§ MATERIAL SHOWN:
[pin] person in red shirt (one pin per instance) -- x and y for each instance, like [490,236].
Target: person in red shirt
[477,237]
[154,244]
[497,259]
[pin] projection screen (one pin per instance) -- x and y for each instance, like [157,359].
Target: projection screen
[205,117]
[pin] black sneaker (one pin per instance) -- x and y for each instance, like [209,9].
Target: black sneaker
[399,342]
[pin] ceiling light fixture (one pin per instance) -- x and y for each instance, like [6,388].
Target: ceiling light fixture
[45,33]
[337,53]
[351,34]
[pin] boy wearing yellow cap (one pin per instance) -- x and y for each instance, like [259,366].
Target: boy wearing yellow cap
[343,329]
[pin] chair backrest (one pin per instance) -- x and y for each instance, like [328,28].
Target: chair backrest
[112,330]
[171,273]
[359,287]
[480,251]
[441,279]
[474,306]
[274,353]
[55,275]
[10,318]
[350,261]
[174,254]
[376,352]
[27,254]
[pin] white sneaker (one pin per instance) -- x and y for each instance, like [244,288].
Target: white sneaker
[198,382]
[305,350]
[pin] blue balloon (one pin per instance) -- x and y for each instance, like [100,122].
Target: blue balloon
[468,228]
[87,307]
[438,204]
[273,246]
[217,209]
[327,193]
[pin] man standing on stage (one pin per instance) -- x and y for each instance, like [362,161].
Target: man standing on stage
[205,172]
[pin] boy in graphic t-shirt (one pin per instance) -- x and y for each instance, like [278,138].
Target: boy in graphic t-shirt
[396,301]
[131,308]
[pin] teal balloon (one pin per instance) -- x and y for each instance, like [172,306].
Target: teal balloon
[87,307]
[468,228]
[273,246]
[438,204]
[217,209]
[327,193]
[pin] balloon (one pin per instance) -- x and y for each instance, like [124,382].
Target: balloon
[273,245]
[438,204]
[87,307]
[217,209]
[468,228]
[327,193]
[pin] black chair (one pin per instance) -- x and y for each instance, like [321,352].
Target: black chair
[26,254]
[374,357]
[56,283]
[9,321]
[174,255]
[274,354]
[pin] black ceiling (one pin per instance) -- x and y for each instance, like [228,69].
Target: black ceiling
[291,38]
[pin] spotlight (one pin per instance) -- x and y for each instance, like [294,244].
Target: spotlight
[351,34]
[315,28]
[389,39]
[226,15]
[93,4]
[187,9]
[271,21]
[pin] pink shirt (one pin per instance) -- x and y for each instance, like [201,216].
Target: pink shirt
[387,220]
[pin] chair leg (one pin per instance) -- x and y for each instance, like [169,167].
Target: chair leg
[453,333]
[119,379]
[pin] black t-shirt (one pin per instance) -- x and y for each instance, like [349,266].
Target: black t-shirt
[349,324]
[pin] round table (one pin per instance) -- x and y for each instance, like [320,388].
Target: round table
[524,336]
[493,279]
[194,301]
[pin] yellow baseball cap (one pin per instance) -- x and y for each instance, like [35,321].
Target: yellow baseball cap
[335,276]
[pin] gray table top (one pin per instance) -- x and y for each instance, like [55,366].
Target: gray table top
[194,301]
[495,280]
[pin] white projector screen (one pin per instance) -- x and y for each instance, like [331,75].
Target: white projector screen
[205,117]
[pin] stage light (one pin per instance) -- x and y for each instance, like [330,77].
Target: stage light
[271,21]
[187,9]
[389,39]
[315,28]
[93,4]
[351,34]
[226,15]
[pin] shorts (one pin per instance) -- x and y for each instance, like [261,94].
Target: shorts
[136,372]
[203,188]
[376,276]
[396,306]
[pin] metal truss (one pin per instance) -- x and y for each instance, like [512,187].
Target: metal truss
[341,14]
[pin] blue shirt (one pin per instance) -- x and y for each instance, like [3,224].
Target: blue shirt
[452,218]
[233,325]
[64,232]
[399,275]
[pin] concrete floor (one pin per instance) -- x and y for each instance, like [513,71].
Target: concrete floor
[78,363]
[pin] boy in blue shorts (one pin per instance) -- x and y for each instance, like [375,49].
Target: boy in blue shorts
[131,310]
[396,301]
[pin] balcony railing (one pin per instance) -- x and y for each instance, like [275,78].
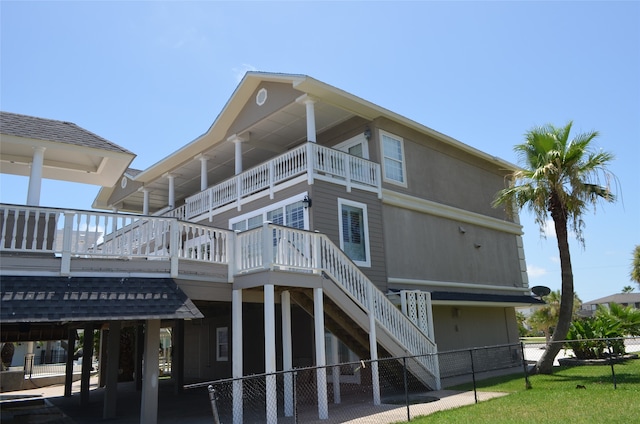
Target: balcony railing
[86,234]
[311,159]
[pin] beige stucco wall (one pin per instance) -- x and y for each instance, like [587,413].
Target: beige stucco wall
[459,327]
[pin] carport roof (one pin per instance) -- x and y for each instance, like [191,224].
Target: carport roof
[77,299]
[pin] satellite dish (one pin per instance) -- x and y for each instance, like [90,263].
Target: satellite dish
[540,291]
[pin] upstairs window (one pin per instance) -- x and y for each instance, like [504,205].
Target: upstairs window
[354,231]
[393,164]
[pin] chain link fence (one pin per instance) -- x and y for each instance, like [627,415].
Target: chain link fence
[350,392]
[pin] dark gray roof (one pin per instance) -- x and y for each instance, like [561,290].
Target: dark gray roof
[479,297]
[62,299]
[621,298]
[52,130]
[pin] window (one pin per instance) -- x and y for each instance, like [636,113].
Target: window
[354,232]
[222,344]
[356,146]
[393,166]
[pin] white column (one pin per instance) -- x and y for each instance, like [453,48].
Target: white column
[373,348]
[172,191]
[35,179]
[113,360]
[236,351]
[238,146]
[149,402]
[311,119]
[321,360]
[287,355]
[335,371]
[204,183]
[145,201]
[270,353]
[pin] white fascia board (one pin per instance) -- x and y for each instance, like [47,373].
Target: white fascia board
[417,204]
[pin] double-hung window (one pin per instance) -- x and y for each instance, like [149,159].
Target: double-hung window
[393,164]
[354,231]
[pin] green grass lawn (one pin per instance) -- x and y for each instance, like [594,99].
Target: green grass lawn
[555,398]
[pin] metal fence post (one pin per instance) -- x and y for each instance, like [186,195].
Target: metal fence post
[613,372]
[473,376]
[295,397]
[527,383]
[214,406]
[406,386]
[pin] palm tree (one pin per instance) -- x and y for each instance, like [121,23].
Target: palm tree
[545,318]
[635,265]
[562,177]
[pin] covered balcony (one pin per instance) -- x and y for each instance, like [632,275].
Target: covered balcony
[310,161]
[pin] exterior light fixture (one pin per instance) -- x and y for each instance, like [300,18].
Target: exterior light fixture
[306,202]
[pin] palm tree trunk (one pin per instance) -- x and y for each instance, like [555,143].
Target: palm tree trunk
[545,363]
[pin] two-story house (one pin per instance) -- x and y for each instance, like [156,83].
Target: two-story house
[304,210]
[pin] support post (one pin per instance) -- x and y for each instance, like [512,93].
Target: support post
[270,353]
[138,356]
[113,360]
[68,374]
[149,398]
[87,362]
[373,347]
[177,356]
[335,370]
[35,178]
[236,352]
[287,352]
[321,360]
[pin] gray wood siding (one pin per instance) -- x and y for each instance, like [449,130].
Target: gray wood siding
[325,220]
[426,247]
[221,220]
[442,173]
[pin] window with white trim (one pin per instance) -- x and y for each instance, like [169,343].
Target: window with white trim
[393,164]
[354,231]
[222,344]
[356,146]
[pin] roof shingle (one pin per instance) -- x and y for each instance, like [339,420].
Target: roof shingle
[52,130]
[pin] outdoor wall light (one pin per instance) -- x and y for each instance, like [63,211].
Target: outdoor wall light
[306,202]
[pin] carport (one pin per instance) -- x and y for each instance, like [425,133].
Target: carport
[54,307]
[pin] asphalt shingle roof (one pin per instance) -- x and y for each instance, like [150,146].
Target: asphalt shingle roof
[52,130]
[60,299]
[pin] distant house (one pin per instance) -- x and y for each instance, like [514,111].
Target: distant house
[304,218]
[623,299]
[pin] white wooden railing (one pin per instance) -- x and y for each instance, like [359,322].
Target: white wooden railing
[276,247]
[86,234]
[311,159]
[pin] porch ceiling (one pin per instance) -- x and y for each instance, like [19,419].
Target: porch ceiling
[83,299]
[273,135]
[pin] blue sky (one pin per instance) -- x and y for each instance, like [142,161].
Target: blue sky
[152,76]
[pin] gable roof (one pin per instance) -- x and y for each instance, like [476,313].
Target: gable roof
[283,127]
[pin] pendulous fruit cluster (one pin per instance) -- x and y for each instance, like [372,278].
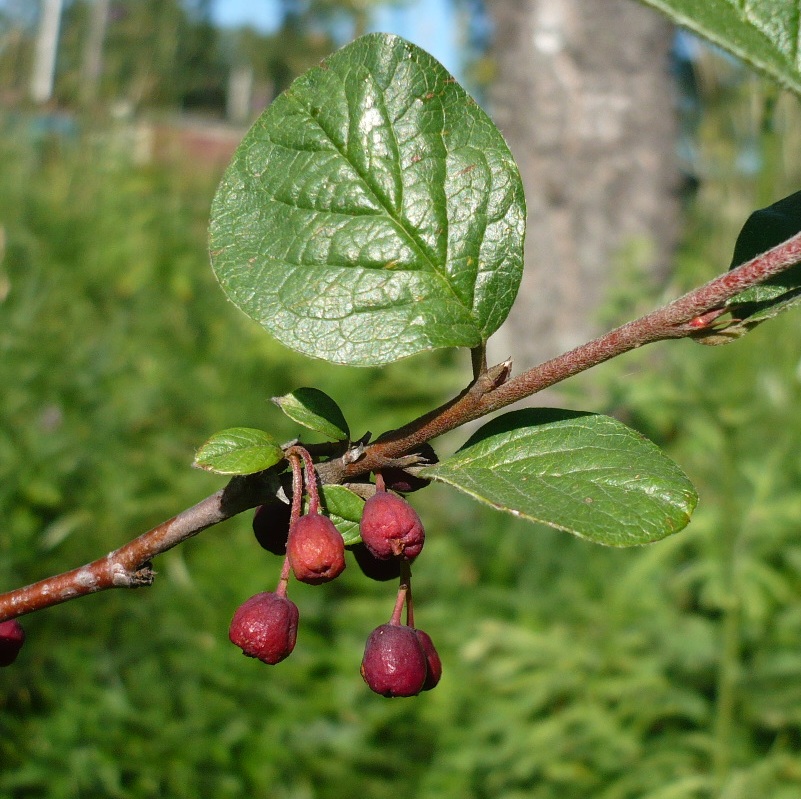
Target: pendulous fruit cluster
[399,660]
[12,637]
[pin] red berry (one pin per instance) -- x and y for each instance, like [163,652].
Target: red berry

§ WHAT THE EXERCISE ASKS:
Using the listing above, show every line that includes the string "berry".

§ EXERCISE OUTPUT:
[pin] red berry (one pin per instance) -- x and y for each instance, like [163,652].
Target: red berry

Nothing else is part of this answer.